Objective:
Copy out each line of the records below that contains the string "background". Uppercase and lowercase letters count as different.

Material shown:
Start

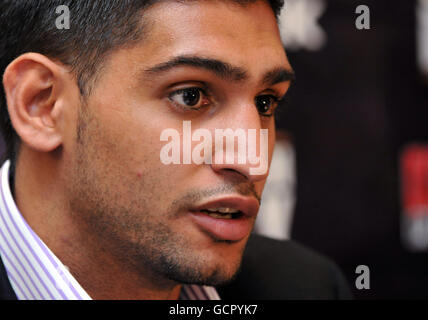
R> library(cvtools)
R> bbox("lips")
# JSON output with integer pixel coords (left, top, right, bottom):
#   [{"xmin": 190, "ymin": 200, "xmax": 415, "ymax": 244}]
[{"xmin": 190, "ymin": 196, "xmax": 259, "ymax": 241}]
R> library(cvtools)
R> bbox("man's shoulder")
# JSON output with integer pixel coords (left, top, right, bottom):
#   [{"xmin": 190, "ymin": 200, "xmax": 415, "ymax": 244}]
[{"xmin": 218, "ymin": 235, "xmax": 352, "ymax": 299}]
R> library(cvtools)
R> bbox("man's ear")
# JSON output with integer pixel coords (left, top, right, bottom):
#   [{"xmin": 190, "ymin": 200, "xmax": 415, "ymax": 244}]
[{"xmin": 3, "ymin": 53, "xmax": 66, "ymax": 152}]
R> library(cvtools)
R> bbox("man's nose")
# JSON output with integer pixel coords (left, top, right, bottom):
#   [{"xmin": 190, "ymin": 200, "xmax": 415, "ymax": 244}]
[{"xmin": 211, "ymin": 105, "xmax": 273, "ymax": 182}]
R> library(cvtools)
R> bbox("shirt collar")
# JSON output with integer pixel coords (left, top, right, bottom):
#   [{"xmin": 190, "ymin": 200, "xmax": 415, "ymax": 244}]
[{"xmin": 0, "ymin": 160, "xmax": 220, "ymax": 300}]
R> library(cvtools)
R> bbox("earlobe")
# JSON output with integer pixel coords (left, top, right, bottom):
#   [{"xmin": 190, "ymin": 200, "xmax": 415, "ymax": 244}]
[{"xmin": 3, "ymin": 53, "xmax": 63, "ymax": 152}]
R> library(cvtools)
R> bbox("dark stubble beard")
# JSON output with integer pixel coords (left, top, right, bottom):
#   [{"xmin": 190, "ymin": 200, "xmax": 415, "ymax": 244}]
[{"xmin": 69, "ymin": 106, "xmax": 251, "ymax": 288}]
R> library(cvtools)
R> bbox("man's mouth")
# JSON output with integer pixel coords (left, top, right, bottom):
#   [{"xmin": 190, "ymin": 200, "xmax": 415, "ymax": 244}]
[
  {"xmin": 201, "ymin": 207, "xmax": 243, "ymax": 219},
  {"xmin": 190, "ymin": 196, "xmax": 259, "ymax": 241}
]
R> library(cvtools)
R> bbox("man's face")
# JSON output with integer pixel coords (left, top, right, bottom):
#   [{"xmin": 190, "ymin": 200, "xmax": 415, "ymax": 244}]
[{"xmin": 64, "ymin": 1, "xmax": 291, "ymax": 285}]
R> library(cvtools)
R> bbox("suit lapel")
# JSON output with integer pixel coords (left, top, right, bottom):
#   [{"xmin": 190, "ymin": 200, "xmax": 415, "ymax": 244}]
[{"xmin": 0, "ymin": 257, "xmax": 17, "ymax": 300}]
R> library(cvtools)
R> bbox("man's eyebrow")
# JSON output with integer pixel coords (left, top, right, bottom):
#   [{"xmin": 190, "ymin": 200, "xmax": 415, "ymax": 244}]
[
  {"xmin": 263, "ymin": 67, "xmax": 296, "ymax": 86},
  {"xmin": 145, "ymin": 56, "xmax": 248, "ymax": 82}
]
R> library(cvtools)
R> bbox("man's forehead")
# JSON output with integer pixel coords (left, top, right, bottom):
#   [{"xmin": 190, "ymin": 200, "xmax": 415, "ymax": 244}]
[{"xmin": 130, "ymin": 1, "xmax": 291, "ymax": 77}]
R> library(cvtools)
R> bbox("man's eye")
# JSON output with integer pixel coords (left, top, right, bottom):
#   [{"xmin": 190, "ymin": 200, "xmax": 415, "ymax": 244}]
[
  {"xmin": 169, "ymin": 87, "xmax": 209, "ymax": 110},
  {"xmin": 255, "ymin": 95, "xmax": 279, "ymax": 117}
]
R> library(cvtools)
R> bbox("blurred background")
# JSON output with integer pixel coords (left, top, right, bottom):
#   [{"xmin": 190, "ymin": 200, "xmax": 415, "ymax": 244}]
[{"xmin": 255, "ymin": 0, "xmax": 428, "ymax": 299}]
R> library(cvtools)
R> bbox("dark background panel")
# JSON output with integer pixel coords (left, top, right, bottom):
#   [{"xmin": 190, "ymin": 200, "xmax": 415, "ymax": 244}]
[{"xmin": 279, "ymin": 1, "xmax": 428, "ymax": 299}]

End

Task output:
R> bbox("blurred background")
R> bbox("dark background panel")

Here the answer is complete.